Short task: Count how many of the lines below contain the string "metal", treating uppercase and lowercase letters as distinct. Give only that number.
◇ ◇ ◇ ◇ ◇ ◇ ◇
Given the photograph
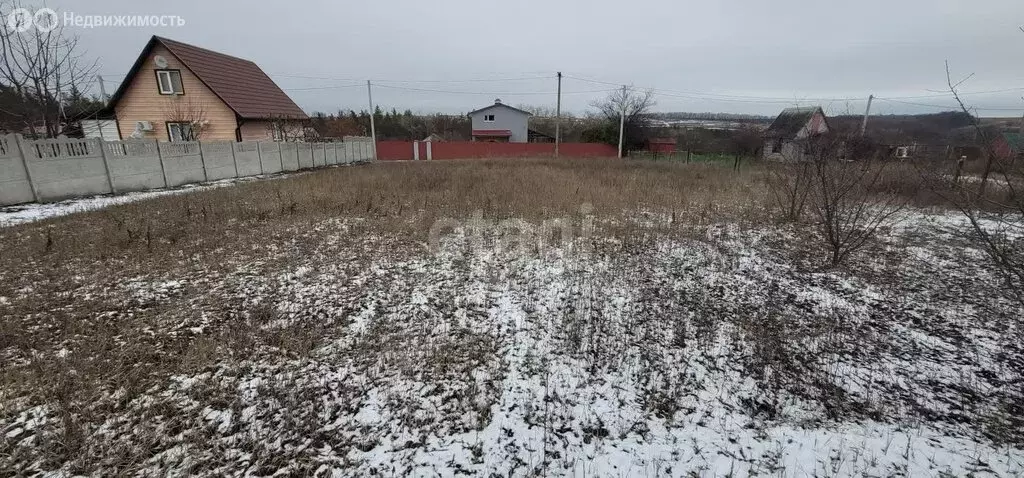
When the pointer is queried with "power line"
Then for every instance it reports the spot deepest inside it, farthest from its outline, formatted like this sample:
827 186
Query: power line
323 87
951 106
778 99
380 80
488 93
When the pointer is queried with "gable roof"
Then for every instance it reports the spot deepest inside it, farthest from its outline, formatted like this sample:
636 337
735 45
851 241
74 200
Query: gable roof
240 83
498 103
792 120
1015 140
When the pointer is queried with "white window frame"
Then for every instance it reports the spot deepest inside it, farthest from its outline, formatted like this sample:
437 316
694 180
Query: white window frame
167 74
179 126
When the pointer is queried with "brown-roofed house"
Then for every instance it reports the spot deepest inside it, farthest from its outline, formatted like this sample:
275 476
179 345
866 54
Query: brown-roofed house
176 91
785 138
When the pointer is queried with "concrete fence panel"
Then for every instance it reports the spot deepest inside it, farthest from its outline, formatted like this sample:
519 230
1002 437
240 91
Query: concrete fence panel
320 155
14 185
134 165
57 169
182 163
290 156
305 153
218 160
331 154
66 168
271 159
247 159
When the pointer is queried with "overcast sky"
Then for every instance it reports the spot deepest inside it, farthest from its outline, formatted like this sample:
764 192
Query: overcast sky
729 55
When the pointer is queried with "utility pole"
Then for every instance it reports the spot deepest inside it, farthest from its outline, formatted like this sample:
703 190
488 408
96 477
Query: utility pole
622 123
863 126
373 127
558 116
102 88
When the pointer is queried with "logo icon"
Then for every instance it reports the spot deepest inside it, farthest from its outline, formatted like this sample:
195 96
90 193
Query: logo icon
46 19
20 19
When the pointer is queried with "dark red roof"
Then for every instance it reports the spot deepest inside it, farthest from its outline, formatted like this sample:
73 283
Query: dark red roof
492 132
240 83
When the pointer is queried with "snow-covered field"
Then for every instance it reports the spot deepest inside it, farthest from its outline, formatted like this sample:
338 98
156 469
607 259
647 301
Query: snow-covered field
722 351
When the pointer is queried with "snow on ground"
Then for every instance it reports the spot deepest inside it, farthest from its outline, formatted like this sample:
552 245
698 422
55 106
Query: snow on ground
681 357
11 215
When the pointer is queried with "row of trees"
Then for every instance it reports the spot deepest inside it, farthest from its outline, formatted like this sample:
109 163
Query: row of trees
42 78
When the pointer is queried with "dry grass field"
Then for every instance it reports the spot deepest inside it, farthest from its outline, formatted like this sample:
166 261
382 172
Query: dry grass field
504 318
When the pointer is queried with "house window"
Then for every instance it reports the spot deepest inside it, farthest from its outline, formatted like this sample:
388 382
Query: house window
169 82
180 132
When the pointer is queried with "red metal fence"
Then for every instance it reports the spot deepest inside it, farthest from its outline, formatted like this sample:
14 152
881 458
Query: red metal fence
392 150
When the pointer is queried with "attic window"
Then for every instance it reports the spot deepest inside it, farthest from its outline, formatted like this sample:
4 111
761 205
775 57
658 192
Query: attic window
180 132
169 82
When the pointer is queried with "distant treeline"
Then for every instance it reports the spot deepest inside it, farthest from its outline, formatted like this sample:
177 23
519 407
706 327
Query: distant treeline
710 116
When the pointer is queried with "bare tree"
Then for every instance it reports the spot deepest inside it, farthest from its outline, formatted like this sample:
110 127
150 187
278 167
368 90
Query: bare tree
790 184
846 199
848 205
995 217
636 105
744 142
188 115
42 64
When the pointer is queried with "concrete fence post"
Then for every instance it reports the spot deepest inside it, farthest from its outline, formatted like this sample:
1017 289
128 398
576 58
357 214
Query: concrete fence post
259 155
107 165
28 171
160 155
235 160
202 160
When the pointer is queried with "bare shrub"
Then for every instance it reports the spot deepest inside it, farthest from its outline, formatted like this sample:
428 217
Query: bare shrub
790 184
993 205
848 207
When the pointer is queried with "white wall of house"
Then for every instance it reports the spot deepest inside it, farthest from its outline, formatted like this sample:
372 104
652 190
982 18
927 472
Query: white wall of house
102 129
505 118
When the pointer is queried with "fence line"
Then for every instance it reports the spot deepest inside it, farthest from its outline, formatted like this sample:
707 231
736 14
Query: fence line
56 169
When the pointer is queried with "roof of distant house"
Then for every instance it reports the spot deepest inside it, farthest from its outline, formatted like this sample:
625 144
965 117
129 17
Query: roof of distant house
792 120
492 132
498 102
1016 141
240 83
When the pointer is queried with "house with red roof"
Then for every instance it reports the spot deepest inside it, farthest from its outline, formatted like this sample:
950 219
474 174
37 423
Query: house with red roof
180 92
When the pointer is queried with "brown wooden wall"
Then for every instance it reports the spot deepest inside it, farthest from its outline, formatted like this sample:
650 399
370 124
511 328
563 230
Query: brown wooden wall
142 101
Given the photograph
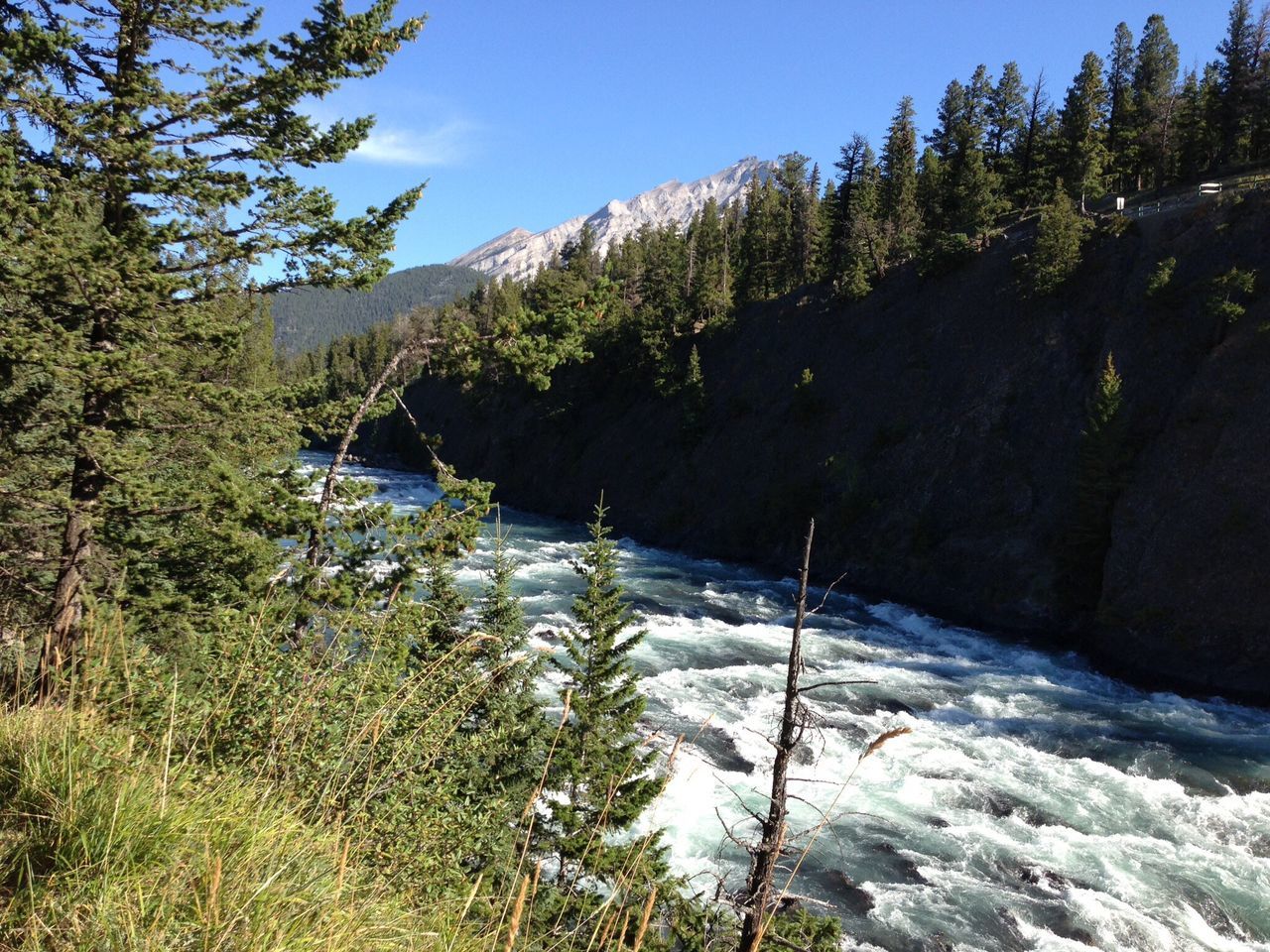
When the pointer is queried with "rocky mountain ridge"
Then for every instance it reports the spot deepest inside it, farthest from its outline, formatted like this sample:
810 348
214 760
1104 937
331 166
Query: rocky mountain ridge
518 253
933 429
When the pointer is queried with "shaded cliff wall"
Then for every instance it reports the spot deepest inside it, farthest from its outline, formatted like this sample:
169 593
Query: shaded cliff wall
937 445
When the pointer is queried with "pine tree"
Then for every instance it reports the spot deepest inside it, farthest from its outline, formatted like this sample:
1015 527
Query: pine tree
1007 118
1155 95
1057 252
1237 68
975 197
798 220
931 176
1080 131
710 294
511 731
1098 479
762 239
105 117
601 771
1120 68
1030 162
866 252
978 108
1198 140
949 135
899 181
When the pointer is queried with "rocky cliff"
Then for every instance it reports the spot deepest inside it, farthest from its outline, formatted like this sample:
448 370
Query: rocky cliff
933 429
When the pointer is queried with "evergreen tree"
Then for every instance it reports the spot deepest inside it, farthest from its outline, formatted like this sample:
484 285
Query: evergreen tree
512 731
1057 252
1155 94
1098 479
975 197
899 181
100 113
1007 118
601 771
710 291
1030 162
931 176
799 221
978 109
1080 131
849 167
1198 139
1120 70
949 135
1237 68
761 243
865 252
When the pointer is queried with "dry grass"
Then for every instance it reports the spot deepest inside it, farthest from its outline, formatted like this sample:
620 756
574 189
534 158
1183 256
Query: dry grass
104 847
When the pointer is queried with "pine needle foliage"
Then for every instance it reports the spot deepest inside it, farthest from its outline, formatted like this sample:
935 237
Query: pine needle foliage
1057 253
602 772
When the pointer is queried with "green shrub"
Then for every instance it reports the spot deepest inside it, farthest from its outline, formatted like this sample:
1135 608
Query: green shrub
1228 295
1161 277
944 253
109 846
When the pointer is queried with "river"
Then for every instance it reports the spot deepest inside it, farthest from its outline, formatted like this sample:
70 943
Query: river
1037 803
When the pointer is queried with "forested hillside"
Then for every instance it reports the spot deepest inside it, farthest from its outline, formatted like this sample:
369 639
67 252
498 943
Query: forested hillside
913 352
246 703
307 317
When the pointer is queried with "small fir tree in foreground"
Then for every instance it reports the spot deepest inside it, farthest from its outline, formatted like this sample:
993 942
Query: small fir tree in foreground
601 771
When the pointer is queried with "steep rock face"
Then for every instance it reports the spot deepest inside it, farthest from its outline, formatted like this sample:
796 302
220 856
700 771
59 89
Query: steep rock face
518 253
937 447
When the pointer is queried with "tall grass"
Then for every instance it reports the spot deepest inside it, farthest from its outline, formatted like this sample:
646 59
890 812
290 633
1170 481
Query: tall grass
104 846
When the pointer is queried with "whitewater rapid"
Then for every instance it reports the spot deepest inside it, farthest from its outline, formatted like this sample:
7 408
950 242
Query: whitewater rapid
1037 803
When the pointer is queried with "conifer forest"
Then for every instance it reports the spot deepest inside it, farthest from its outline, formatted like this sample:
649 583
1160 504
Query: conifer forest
870 556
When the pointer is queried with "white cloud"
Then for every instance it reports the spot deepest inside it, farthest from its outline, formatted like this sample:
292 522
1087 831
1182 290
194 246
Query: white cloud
447 144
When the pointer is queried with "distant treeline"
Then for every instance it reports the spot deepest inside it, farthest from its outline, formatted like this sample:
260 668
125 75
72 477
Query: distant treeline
307 318
998 150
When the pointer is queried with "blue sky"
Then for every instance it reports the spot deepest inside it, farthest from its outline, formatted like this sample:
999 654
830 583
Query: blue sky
525 114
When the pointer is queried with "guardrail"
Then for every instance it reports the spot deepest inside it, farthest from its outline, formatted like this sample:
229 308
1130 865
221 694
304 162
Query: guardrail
◇ ◇ ◇ ◇ ◇ ◇ ◇
Written solution: 2